Consigne écrite 1:
Transformez en liste JSON de chaînes, à raison d'une chaîne par ligne et sans les lignes vides, les lignes des enregistrements allant de celle qui contient « belt in this photo. » jusqu'à la fin des enregistrements, ces deux bornes comprises. Laissez les images hors de la réponse.

__________________________________________________

L'enregistrement du temps de travail est-il devenu obligatoire ?

Dans un arrêt du 14 mai 2019 qui fait couler beaucoup d'encre, la Cour de justice de l'Union Européenne a estimé que le droit espagnol violait le droit européen en raison de l'absence d'obligation pour les employeurs d'enregistrer le temps de travail de leurs travailleurs. Quelles conséquences a cet arrêt en droit belge ?

Contexte

Chaque travailleur a un droit fondamental à une limitation de la durée maximale du travail et à des périodes de repos journalier et hebdomadaire. Ce droit est notamment consacré par des normes européennes. Toutefois, comment s'assurer que ce droit est respecté si le temps de travail effectif des travailleurs n'est pas mesuré ? C'est la question qui a été posée à la Cour de justice par un tribunal espagnol.

En l'espèce, Deutsche Bank refusait d'établir un système d'enregistrement du temps de travail journalier effectué par les membres de son personnel. Un syndicat de travailleurs a dès lors été en justice pour contraindre Deutsche Bank à mettre en place un tel système. Le tribunal espagnol, après avoir constaté que le droit espagnol ne contraint pas à enregistrer le temps de travail, se demande si cette absence d'obligation est en conformité avec le droit européen. Il décide donc de poser des questions préjudicielles à la Cour de justice.

Arrêt de la Cour de justice du 14 mai 2019
(C-55/18) : obligation d'enregistrer le temps de travail

Dans son arrêt rendu par la Grande Chambre le 14 mai 2019, la Cour de justice commence par rappeler l'importance de la règlementation en matière de durée du travail, et met l'accent sur le fait que le travailleur doit être considéré comme la partie faible dans la relation de travail.

La Cour constate que le droit européen laisse une marge d'appréciation aux Etats membres pour mettre en œuvre le droit européen relatif à la durée du travail. Toutefois, les Etats membres ne peuvent vider de leur substance les droits garantis.

En l'espèce, la Cour constate qu'en l'absence d'un système permettant de mesurer la durée du temps de travail, il est impossible de déterminer de manière objective et fiable le nombre d'heures de travail effectuées par le travailleur et leur répartition dans le temps. Dès lors, les travailleurs ne peuvent pas faire valoir leurs droits. En outre, l'existence d'un instrument de mesure du temps de travail permet également aux autorités nationales de contrôler le respect de la durée de travail par les entreprises.

__________________________________________________

Consigne écrite 2:
D'après l'article sur l'enregistrement du temps de travail, quelle entreprise refusait d'établir un système d'enregistrement du temps de travail journalier de son personnel ?

__________________________________________________

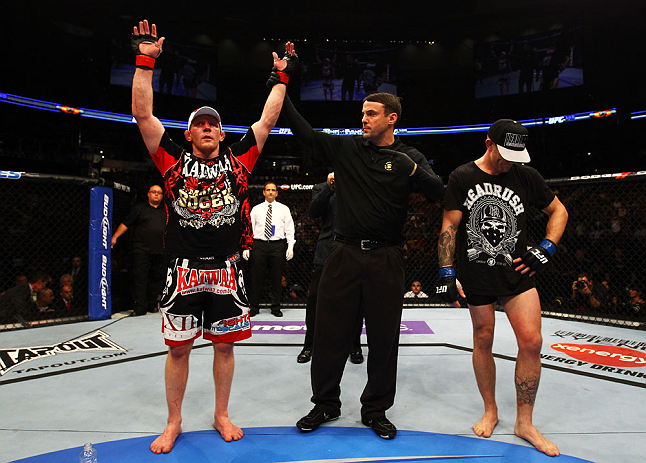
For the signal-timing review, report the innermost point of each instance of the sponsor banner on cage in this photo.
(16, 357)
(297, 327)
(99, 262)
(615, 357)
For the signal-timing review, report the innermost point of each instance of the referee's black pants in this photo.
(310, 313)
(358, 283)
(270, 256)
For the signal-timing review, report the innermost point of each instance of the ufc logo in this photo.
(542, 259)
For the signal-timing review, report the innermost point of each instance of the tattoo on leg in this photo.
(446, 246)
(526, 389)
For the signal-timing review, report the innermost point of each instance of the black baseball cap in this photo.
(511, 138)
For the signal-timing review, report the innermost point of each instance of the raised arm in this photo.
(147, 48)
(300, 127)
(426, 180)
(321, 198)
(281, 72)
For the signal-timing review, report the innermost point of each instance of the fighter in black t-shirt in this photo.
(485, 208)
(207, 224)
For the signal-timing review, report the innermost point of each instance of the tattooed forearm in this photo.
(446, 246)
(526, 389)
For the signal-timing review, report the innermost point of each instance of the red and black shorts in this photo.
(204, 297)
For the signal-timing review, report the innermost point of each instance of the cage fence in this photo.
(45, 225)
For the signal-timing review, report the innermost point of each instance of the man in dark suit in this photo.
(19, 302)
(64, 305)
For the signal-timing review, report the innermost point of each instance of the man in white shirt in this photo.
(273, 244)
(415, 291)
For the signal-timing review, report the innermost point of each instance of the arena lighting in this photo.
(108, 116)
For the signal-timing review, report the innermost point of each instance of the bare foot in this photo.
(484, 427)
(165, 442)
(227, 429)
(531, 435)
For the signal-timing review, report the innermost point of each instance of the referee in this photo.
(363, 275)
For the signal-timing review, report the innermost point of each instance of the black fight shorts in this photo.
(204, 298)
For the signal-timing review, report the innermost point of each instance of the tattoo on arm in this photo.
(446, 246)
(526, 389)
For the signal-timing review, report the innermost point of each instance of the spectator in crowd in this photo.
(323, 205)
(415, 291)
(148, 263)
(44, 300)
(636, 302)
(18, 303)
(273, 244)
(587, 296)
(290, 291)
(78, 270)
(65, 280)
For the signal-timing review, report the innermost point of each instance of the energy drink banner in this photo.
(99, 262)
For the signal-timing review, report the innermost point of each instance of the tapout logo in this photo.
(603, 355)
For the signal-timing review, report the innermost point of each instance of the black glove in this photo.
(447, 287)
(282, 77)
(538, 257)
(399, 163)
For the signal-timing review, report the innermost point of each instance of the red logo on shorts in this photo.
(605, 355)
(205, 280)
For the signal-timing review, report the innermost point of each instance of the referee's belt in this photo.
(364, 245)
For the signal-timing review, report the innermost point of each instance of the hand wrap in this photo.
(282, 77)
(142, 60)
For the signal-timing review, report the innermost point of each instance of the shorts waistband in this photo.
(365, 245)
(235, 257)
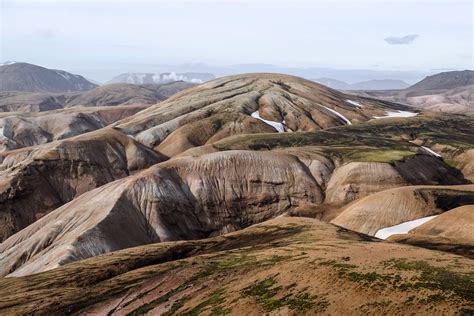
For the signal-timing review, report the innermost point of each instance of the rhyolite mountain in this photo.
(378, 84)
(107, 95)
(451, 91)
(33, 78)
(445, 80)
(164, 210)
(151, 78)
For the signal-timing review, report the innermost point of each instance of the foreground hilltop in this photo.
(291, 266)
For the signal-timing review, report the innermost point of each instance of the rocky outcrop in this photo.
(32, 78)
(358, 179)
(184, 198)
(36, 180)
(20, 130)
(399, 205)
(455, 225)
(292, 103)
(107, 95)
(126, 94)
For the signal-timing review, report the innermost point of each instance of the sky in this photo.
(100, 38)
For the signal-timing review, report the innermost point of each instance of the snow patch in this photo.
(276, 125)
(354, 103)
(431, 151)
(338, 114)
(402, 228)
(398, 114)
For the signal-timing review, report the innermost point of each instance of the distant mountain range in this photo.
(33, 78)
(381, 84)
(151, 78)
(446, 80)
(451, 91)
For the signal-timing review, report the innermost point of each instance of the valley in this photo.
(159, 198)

__________________________________________________

Résultat final 1:
[
  "For the signal-timing review, report the innermost point of each instance of the referee's belt in this photo.",
  "(364, 245)",
  "For the signal-timing review, report the innermost point of each instance of the hand wrap in this photo.",
  "(282, 77)",
  "(142, 60)",
  "For the signal-timing review, report the innermost point of each instance of the shorts waistband in this photo.",
  "(365, 245)",
  "(235, 257)",
  "For the signal-timing review, report the innermost point of each instance of the rhyolite mountain in this photo.",
  "(378, 84)",
  "(107, 95)",
  "(451, 91)",
  "(33, 78)",
  "(445, 80)",
  "(164, 210)",
  "(151, 78)",
  "For the signal-timing review, report the innermost point of each instance of the foreground hilltop in this photo.",
  "(291, 266)",
  "For the signal-timing review, report the innermost point of each instance of the rocky outcrop in this photo.",
  "(32, 78)",
  "(358, 179)",
  "(184, 198)",
  "(36, 180)",
  "(20, 130)",
  "(399, 205)",
  "(455, 225)",
  "(292, 103)",
  "(107, 95)",
  "(126, 94)",
  "For the signal-timing review, report the innermost point of each instance of the sky in this photo.",
  "(100, 38)",
  "For the signal-timing review, report the innermost point of each instance of the snow patch in this photo.",
  "(276, 125)",
  "(354, 103)",
  "(431, 151)",
  "(338, 114)",
  "(402, 228)",
  "(398, 114)",
  "For the signal-timing review, report the innermost point of each instance of the distant mountain range in this photo.",
  "(33, 78)",
  "(381, 84)",
  "(151, 78)",
  "(446, 80)",
  "(451, 91)",
  "For the signal-timing review, report the innermost point of each instance of the valley in this photo.",
  "(159, 198)"
]

Résultat final 2:
Deutsche Bank.